▸ Page excerpt
>> BEGIN

II. Legal Standard 11 U.S.C. § 362(k)(1) (2010) states:

Except as provided in paragraph (2), an individual injured by any willful violation of a stay provided by this section shall recover actual damages, including costs and attorneys' fees, and, in appropriate circumstances, may recover punitive damages.
The Court has already held that a willful violation of the stay occurred. Therefore, the remaining issues to be decided are the amount of appropriate damages, and the distribution of liability between Rudat and Shanahan The Ninth Circuit, until recently, maintained a narrow reading of § 362(k)(1), stating that:
The dictionary defines "actual damages" as "an amount awarded . . . to compensate for a proven injury or loss; damages that repay actual losses." BLACK'S LAW DICTIONARY 416 (8th ed. 2004). Following this definition, the proven injury is the injury resulting from the stay violation itself.

>> END

▸ Supplied material
>> BEGIN

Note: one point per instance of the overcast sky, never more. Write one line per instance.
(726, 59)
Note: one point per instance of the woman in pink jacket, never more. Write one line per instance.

>> END

▸ Given request
Repeat the legal standard excerpt starting with "Except as provided" and going on through "recover punitive damages.", swapping "punitive damages" for "exemplary damages".

▸ Exercise result
Except as provided in paragraph (2), an individual injured by any willful violation of a stay provided by this section shall recover actual damages, including costs and attorneys' fees, and, in appropriate circumstances, may recover exemplary damages.